### DATA SHOWN
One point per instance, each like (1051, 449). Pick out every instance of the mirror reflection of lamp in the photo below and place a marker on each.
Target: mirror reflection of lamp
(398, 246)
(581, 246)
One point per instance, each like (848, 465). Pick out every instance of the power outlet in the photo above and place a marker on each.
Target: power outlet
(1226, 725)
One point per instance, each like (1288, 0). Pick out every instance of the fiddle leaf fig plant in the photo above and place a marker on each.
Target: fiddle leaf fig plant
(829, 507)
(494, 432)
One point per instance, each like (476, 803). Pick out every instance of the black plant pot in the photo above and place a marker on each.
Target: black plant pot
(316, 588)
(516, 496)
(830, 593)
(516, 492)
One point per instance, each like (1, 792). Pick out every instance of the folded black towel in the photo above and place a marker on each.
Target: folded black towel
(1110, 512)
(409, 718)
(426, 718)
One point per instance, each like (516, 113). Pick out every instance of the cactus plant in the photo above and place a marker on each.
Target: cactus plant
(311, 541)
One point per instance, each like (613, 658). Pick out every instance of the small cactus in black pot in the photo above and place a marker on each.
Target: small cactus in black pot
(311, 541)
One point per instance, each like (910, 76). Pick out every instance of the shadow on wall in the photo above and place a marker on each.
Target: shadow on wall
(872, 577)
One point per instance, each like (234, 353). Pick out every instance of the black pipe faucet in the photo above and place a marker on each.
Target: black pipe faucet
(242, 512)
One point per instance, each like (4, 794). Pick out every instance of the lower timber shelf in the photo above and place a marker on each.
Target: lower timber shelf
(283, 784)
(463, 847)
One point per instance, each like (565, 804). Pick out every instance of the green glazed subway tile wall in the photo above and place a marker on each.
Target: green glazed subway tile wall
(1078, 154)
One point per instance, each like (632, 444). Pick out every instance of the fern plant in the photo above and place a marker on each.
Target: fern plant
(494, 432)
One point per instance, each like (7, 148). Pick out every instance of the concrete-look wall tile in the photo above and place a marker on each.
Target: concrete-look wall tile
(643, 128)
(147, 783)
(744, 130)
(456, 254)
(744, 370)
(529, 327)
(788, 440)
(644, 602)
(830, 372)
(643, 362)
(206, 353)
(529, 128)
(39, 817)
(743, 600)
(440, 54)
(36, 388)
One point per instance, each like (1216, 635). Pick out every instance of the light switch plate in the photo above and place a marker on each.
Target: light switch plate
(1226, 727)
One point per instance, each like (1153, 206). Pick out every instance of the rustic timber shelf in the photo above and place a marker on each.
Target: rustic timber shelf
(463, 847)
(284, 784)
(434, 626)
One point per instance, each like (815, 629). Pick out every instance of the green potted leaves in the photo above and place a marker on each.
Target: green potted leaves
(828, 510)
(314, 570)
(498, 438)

### DO THIS
Your task is to return, exactly and on their own, the lines from the one containing "One point per instance, each like (1216, 635)." through the last line of the listing.

### IN RESPONSE
One point per instance, each like (1216, 635). Pick out every instance of the light switch plate in the photo above and place a marker on each.
Target: light switch plate
(1226, 727)
One point per instance, each like (1153, 206). Pick out every instance of the rustic timber shelf in the photo above and place a marker on each.
Target: rustic timber shelf
(463, 847)
(284, 784)
(434, 626)
One point per instance, each like (815, 629). Pick out every instance of the green potted leaves in the photo above and place a marker on each.
Target: green potted leaves
(828, 510)
(314, 570)
(498, 438)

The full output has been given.